* [Task statement] Please pull out every line in the items below that contains the word "cloth", and copy each such line in full.
BEGIN Materials provided
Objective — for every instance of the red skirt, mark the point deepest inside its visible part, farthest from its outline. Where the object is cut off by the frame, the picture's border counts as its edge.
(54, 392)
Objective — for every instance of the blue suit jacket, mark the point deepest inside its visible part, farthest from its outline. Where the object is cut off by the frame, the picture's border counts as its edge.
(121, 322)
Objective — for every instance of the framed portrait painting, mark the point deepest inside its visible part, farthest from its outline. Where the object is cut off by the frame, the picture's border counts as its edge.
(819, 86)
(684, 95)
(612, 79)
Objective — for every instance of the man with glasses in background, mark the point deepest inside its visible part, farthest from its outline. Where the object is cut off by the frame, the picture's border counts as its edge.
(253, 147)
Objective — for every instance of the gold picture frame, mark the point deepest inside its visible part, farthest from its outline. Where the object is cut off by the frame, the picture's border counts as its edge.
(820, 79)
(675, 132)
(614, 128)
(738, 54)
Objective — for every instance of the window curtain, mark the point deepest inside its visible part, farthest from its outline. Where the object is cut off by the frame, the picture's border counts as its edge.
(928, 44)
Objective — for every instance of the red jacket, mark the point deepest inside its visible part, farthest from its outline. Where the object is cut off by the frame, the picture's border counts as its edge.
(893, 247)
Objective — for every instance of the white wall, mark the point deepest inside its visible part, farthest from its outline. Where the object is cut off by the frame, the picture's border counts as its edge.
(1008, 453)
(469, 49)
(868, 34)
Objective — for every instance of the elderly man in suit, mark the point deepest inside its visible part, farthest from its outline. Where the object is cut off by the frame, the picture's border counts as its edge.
END Materials provided
BEGIN Materials provided
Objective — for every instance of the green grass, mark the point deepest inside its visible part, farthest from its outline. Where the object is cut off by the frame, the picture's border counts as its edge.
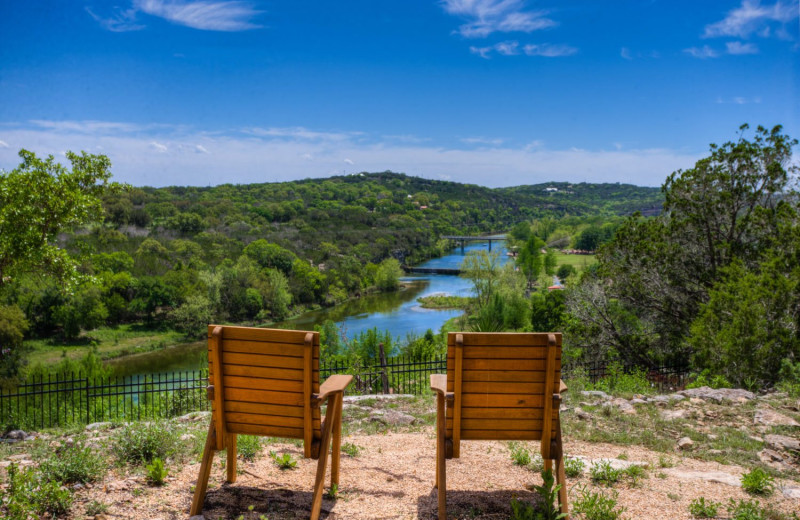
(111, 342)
END Materials provided
BEGIN Materials provided
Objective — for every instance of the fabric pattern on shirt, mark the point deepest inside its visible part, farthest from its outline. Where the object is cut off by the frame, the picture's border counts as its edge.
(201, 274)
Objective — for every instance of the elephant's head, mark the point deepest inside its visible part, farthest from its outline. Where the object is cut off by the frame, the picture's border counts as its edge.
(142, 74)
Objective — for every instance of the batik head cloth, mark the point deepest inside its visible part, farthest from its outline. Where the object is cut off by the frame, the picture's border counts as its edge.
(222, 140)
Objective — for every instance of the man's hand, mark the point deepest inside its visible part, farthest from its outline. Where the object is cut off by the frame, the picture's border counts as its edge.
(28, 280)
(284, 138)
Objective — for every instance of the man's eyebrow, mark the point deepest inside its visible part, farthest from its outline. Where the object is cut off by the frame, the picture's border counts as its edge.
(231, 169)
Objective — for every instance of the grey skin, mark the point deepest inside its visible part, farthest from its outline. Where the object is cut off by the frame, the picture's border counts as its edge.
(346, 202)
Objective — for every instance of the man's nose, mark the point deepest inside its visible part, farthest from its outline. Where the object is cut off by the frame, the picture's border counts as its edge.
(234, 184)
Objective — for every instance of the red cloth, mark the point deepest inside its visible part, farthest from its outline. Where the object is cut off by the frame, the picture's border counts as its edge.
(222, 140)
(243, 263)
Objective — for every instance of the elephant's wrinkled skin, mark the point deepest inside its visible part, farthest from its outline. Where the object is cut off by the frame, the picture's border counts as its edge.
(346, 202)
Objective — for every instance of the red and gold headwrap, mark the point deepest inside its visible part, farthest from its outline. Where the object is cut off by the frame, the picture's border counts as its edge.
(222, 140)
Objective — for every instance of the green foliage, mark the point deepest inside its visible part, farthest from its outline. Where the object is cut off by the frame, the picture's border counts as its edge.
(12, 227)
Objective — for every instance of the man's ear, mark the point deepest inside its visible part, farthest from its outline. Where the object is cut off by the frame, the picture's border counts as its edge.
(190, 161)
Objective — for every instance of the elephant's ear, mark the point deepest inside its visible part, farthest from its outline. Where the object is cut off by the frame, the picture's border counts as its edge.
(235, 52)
END Materials provided
* [Solution for this task]
Objective — for every instance of the batik head cloth, mark the point deepest inside its visible part, farthest from its outline. Where the object is cut off by the frame, the picture's border counts as its edge.
Objective — for every instance of the red cloth, mark the point deepest inside its visible part, farthest from its outline. Where the object is cut off by the frame, the picture's border counts as its edge.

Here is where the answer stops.